If a PBX wishes to provide temporary GRUUs for its terminals, it may do so by producing its own "Self-made GRUUs" (as defined in section 4.3 of RFC 5627). These GRUUs are produced using the PBX's own IP address (or domain, if it maintains one in DNS). The temporary GRUUs are then propagated to terminals using normal GRUU mechanism.

The ability to produce temporary GRUUs in this fashion is predicated on the conditions described in section 4.3 of RFC 5627. In particular, it requires PBX to be publicly routable, and willing to accept requests destined for its own Self-made GRUUs from sources other than the SSP. If these conditions cannot be satisfied (or the PBX operator chooses not to satisfy them for policy reasons), then the PBX users will not be able to make use of temporary GRUUs.

Stated goal 1 =>
Answer these questions using the passage on PBX temporary GRUUs:
(a) Which section of RFC 5627 defines "Self-made GRUUs"?
(b) What does the PBX use to produce these GRUUs?
(c) What follows if the required conditions cannot be satisfied?
Stated goal 2 => Continue the passage on PBX temporary GRUUs from its last sentence.
You will not need the source data for these tasks.

(Source data)
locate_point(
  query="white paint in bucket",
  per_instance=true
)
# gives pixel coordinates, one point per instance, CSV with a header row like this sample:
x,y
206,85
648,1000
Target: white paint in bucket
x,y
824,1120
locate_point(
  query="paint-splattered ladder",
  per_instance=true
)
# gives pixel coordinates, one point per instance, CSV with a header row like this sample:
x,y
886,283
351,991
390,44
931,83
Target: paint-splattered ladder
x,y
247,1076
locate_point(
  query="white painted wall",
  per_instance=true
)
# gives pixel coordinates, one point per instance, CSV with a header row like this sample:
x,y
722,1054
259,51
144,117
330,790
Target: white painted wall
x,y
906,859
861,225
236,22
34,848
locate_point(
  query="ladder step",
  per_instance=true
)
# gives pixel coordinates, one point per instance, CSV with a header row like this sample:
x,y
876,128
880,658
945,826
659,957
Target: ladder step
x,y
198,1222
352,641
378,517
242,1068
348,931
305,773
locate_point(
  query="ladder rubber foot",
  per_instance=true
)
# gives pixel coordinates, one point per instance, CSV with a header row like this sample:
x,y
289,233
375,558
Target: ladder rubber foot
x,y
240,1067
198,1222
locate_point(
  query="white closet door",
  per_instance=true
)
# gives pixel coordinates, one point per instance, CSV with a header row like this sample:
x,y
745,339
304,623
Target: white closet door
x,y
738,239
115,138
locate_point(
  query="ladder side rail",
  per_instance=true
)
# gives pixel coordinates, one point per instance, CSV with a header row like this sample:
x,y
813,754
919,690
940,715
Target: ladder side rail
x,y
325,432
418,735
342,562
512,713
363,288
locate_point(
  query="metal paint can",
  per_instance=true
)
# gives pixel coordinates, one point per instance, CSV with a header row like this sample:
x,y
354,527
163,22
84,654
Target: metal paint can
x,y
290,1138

Result 1 =>
(a) Section 4.3 of RFC 5627.
(b) Its own IP address, or its domain if it maintains one in DNS.
(c) The PBX users will not be able to make use of temporary GRUUs.

Result 2 =>
This mechanism is also predicated on the IP address for the PBX being relatively stable over long period of time. This is generally a safe assumption to make, as frequent PBX IP address changes will result in intermittent connectivity issues and interruptions to ongoing calls.

On a related note: when used with this extension, the SSP will not return a temporary GRUU in the registration response for any contacts that include a "bnc" parameter in their URI.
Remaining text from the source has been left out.